▸ **Task brief**:
Rewrite each of the records below, replacing every occurrence of "pinpoint" with "locate" and leaving all other text unchanged.
-=-=-
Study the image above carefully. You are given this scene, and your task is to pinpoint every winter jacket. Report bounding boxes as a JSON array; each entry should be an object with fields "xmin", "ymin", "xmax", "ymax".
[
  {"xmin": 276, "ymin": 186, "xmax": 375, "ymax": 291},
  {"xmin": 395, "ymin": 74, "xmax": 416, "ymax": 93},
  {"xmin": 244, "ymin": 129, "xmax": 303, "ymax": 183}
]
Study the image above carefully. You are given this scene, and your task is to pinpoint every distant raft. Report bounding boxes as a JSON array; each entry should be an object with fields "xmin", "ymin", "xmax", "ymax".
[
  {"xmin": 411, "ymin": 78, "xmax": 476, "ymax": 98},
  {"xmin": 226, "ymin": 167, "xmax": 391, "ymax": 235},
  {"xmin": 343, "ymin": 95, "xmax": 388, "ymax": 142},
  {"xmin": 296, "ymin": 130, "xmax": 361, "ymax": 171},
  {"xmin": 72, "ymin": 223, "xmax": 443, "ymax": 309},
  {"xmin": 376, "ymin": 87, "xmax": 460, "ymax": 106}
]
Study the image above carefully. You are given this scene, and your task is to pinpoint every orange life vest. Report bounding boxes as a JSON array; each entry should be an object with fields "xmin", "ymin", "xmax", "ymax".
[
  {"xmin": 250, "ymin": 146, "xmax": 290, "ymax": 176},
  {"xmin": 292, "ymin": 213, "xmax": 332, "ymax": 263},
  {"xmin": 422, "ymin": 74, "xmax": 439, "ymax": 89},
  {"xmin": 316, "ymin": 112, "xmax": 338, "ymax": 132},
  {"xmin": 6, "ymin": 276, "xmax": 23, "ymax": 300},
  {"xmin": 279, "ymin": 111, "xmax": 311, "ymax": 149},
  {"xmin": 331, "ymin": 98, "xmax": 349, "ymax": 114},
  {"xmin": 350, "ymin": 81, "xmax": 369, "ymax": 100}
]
-=-=-
▸ **Output for this task**:
Study the image above carefully. You are given this scene, and your task is to locate every winter jacket. Report bounding boxes as a JSON array; each entry should be an object with fields "xmin", "ymin", "xmax", "ymax".
[
  {"xmin": 276, "ymin": 186, "xmax": 375, "ymax": 291},
  {"xmin": 395, "ymin": 74, "xmax": 416, "ymax": 93},
  {"xmin": 244, "ymin": 129, "xmax": 303, "ymax": 183}
]
Study the image above carefully. You are given this scene, and your task is to locate every distant raft. Report bounding boxes as a JSON array; each entry should be an object with fields "xmin", "ymin", "xmax", "ymax".
[
  {"xmin": 411, "ymin": 78, "xmax": 476, "ymax": 98},
  {"xmin": 226, "ymin": 167, "xmax": 391, "ymax": 235},
  {"xmin": 343, "ymin": 95, "xmax": 388, "ymax": 142},
  {"xmin": 296, "ymin": 130, "xmax": 361, "ymax": 171},
  {"xmin": 72, "ymin": 223, "xmax": 443, "ymax": 309},
  {"xmin": 376, "ymin": 87, "xmax": 460, "ymax": 106}
]
Study the image above carefully. You are given this scene, and your task is to locate every orange life vest. Report bounding boxes as a JSON array; each entry should be an object with fields "xmin", "ymin", "xmax", "ymax".
[
  {"xmin": 250, "ymin": 146, "xmax": 290, "ymax": 176},
  {"xmin": 292, "ymin": 213, "xmax": 332, "ymax": 263},
  {"xmin": 422, "ymin": 74, "xmax": 439, "ymax": 89},
  {"xmin": 316, "ymin": 112, "xmax": 338, "ymax": 132},
  {"xmin": 6, "ymin": 276, "xmax": 23, "ymax": 300},
  {"xmin": 279, "ymin": 111, "xmax": 311, "ymax": 149},
  {"xmin": 331, "ymin": 98, "xmax": 349, "ymax": 114},
  {"xmin": 350, "ymin": 81, "xmax": 369, "ymax": 100}
]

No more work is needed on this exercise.